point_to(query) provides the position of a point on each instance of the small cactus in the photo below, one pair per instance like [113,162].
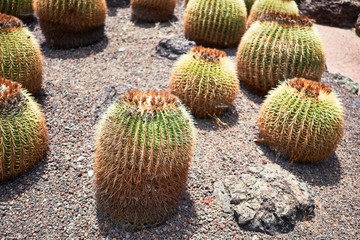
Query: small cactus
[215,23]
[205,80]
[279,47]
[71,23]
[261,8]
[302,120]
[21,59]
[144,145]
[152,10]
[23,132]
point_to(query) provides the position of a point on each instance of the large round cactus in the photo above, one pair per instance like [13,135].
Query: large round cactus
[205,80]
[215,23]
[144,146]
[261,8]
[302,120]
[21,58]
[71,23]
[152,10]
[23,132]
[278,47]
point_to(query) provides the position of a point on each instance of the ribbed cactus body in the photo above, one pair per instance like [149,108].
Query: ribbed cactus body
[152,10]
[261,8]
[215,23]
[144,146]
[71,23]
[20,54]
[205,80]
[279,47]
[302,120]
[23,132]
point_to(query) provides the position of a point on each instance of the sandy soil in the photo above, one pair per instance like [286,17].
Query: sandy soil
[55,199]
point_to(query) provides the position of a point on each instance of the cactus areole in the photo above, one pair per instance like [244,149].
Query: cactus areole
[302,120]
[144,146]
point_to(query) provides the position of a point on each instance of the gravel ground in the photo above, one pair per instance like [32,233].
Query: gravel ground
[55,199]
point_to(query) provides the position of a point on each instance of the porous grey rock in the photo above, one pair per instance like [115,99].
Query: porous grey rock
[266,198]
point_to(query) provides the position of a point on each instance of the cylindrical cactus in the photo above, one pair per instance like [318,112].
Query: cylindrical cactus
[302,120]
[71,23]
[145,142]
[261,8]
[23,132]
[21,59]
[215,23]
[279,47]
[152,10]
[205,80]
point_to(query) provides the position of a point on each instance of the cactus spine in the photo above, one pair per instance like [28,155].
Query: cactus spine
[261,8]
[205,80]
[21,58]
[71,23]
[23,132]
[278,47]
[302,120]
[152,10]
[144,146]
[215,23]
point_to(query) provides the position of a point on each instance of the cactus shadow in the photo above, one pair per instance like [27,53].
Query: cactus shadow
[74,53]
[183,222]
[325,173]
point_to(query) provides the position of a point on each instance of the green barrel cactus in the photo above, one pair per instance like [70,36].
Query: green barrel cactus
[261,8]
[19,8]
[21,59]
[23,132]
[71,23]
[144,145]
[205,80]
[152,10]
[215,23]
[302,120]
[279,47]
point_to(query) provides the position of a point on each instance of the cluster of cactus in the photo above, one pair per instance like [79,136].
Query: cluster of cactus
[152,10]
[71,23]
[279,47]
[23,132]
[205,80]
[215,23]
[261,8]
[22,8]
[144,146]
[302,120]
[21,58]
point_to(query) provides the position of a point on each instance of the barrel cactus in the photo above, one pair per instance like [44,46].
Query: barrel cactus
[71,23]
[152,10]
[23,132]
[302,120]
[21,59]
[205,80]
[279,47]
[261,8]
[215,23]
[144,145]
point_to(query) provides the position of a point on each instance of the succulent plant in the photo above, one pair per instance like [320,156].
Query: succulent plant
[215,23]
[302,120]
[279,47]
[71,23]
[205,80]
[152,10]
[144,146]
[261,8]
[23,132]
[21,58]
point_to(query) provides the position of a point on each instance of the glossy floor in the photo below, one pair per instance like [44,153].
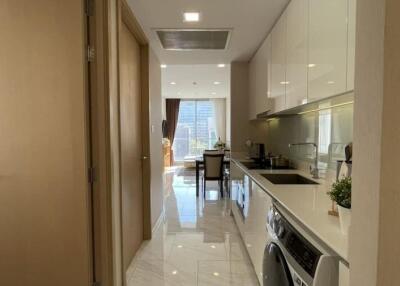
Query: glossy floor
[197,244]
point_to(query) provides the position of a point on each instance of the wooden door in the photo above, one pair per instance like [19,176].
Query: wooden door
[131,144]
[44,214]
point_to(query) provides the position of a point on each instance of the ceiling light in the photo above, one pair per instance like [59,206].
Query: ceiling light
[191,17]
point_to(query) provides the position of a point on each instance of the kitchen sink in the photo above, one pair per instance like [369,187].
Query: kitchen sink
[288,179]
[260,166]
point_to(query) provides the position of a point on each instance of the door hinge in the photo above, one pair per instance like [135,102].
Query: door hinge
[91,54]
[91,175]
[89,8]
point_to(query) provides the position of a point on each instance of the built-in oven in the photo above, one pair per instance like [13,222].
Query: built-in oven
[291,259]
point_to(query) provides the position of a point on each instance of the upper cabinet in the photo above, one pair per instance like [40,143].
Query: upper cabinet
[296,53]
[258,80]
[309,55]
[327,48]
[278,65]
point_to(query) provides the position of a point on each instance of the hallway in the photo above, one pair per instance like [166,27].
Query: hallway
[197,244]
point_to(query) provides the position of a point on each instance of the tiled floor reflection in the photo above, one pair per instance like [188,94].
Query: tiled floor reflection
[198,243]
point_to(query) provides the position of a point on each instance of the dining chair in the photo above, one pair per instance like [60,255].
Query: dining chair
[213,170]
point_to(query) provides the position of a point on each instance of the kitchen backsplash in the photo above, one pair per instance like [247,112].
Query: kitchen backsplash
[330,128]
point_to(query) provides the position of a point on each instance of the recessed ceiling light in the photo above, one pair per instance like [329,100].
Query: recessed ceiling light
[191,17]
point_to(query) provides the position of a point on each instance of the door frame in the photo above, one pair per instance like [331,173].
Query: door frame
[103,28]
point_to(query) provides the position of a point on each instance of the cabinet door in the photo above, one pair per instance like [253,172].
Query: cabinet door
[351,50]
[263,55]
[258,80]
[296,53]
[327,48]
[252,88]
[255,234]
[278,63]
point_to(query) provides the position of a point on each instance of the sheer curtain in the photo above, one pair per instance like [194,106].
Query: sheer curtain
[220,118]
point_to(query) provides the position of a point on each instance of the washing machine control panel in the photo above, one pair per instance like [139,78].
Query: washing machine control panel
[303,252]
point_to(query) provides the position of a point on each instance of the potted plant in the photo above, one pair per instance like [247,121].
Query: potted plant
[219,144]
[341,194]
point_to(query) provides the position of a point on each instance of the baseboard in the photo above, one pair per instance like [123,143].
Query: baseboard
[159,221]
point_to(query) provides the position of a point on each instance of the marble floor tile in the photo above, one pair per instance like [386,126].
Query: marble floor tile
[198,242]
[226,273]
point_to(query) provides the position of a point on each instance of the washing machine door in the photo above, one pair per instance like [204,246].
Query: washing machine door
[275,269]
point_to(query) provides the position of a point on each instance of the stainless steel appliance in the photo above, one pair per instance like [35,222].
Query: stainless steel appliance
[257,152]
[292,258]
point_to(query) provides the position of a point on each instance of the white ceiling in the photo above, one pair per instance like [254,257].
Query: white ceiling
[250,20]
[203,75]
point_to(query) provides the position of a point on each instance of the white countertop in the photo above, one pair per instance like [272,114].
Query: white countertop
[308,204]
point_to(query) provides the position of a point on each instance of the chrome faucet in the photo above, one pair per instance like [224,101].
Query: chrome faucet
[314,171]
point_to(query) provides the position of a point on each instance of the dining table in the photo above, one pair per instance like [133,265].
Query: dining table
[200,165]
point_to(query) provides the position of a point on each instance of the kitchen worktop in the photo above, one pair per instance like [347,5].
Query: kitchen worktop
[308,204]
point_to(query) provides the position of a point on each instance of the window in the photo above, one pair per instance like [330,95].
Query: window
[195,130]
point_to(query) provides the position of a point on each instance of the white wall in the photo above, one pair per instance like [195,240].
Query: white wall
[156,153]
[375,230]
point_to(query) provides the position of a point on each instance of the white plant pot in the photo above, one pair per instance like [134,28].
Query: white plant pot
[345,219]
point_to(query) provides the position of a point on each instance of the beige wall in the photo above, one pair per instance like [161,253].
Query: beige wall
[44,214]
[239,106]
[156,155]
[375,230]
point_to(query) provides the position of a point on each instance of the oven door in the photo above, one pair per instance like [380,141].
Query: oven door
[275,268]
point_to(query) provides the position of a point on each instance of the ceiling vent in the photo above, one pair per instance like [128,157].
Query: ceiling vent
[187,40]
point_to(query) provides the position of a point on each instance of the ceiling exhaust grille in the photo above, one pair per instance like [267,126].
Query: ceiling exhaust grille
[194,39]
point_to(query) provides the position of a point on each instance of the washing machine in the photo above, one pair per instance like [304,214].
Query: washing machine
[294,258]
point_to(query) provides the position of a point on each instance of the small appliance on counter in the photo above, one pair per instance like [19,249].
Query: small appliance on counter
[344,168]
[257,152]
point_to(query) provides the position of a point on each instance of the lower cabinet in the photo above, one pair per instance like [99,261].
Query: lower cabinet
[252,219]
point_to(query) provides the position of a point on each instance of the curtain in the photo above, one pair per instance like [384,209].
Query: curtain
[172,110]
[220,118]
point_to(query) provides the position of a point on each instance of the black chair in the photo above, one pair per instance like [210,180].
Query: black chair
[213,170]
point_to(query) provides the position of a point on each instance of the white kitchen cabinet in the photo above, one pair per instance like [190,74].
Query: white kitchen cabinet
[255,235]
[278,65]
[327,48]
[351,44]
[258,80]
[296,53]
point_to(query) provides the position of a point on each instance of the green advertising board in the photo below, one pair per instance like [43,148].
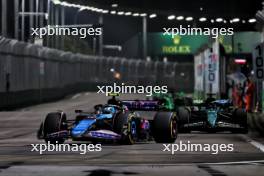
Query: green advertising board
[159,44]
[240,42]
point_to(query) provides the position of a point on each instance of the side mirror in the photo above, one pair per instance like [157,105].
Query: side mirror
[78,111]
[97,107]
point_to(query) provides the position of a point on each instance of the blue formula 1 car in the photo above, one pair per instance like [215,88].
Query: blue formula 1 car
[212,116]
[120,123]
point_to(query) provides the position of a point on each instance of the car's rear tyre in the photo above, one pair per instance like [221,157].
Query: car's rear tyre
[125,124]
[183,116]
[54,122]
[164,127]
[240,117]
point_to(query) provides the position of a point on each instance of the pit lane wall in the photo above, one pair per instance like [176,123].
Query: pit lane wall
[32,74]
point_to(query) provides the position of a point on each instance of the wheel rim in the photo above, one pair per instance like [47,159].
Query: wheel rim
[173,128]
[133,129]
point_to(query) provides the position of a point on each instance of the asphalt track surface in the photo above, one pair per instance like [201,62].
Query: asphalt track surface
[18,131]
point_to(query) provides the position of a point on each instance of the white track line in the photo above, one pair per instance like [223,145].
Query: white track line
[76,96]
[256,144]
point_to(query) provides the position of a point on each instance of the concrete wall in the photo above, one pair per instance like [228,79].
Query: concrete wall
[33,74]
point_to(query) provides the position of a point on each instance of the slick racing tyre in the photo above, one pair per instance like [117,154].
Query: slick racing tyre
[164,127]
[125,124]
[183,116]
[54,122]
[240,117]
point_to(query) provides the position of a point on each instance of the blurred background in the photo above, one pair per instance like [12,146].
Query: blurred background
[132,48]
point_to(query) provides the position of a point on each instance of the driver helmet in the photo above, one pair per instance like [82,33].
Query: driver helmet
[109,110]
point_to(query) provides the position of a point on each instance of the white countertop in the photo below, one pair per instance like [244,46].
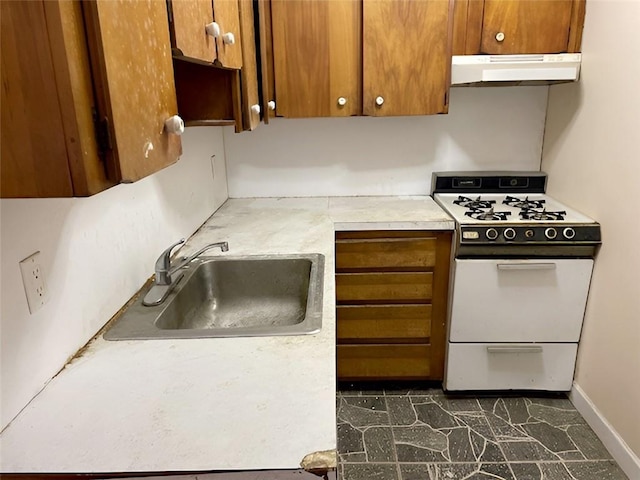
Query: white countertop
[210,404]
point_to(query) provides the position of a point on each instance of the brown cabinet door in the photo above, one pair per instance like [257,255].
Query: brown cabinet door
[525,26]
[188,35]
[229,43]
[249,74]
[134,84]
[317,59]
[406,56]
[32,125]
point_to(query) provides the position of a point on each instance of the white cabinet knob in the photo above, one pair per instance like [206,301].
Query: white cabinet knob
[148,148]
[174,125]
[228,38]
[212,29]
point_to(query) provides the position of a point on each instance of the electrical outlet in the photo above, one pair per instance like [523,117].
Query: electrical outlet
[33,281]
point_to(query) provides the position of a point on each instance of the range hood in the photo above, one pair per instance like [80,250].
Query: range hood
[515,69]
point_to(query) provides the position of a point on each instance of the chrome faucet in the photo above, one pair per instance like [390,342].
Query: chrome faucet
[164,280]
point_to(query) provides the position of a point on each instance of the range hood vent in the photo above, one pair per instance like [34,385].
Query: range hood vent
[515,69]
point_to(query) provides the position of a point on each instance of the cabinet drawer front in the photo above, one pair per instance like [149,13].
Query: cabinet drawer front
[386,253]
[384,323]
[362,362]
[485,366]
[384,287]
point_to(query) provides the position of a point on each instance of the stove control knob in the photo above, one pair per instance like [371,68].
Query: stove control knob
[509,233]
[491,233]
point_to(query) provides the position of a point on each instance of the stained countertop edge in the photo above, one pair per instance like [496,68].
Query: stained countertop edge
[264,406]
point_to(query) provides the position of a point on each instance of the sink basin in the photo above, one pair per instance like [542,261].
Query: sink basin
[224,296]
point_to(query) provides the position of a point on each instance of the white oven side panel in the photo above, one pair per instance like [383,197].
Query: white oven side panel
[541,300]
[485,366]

**********

**Short exercise**. Reproduce exactly the line that holds "instance like [496,68].", then every line after it, ending with the final line of the records above.

**Answer to the task**.
point_to(query) provides the position of a point on each instance of the stained countertop edge in the photo above, one pair per instance like [496,68].
Query: stained countertop edge
[264,406]
point_to(query) provides the position of a point on each instance of the sink basin in the photo above, one pair per instance like [542,261].
Query: sink basin
[224,296]
point_to(query) provides the position of a point on each instance of the white oven side panel in the photo above, one pair per instance like [383,197].
Query: white oven side panel
[541,300]
[485,366]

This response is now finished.